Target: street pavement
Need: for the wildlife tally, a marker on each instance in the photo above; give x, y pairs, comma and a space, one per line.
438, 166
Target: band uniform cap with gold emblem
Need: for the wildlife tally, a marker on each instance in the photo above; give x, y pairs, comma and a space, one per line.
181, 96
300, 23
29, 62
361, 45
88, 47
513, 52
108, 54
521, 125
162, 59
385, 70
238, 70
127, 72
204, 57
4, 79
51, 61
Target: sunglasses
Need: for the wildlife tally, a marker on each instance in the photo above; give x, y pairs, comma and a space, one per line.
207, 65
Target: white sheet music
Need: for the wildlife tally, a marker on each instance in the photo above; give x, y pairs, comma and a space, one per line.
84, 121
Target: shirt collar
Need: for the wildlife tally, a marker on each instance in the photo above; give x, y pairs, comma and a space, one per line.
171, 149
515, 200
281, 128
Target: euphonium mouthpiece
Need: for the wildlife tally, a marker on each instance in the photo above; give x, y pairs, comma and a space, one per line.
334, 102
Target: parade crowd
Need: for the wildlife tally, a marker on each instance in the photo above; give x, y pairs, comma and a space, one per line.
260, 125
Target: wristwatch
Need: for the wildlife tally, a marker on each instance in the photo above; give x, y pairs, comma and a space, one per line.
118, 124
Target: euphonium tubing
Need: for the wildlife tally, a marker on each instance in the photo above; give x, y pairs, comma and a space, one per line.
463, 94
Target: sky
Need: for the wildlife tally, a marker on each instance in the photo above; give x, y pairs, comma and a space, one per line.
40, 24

> TRY IT
All records should be written out again exactly as given.

> TASK OUTPUT
Target: street pavement
Need: for the wildlife tally, a marker on each instance in the photo above; give x, y pairs, comma and a space, one per line.
438, 166
Target: band uniform cap with gold emblem
Need: for the wildlife tally, a marker on each instance in the photo above; give x, y pairs, comma and a space, one per line.
181, 96
300, 23
29, 62
361, 45
88, 47
513, 52
108, 54
521, 125
162, 59
385, 70
238, 70
127, 72
204, 57
4, 79
51, 61
Target: sunglasses
Need: for the wildlife tally, a marker on each instance in the photo above; give x, y pairs, comma and a space, one per line.
207, 65
Target: white sheet music
Need: for the wildlife tally, a marker on each instance in the photo above; give x, y pairs, comma and a space, one per line.
84, 121
Target: shirt collar
Need: for the wildlife tally, a marker on each instance in the photo above; give x, y pairs, comma and a space, one per line.
171, 149
515, 200
281, 128
Target: euphonium mouthpiece
Need: for the wildlife tally, a marker on each instance in the photo above; give x, y pairs, comma and a space, one per line.
334, 102
Target: parade crowd
Need: for the wildlife tally, a marker on each instance in the photo above; give x, y pairs, comma and a space, one per line.
260, 125
Target: wristwatch
Need: for the wildlife tally, a marker on each instance in the photo above; give x, y pairs, comma and a space, one per line.
118, 124
Target: euphonium tubing
Need: for the wildlife tally, a marker on each instance in the photo above; give x, y pairs, comma and a space, one per line.
463, 94
Target: sky
Need: for the wildlife tally, a marker on each instance in the photo above; give x, y pairs, comma and a space, one per line.
40, 24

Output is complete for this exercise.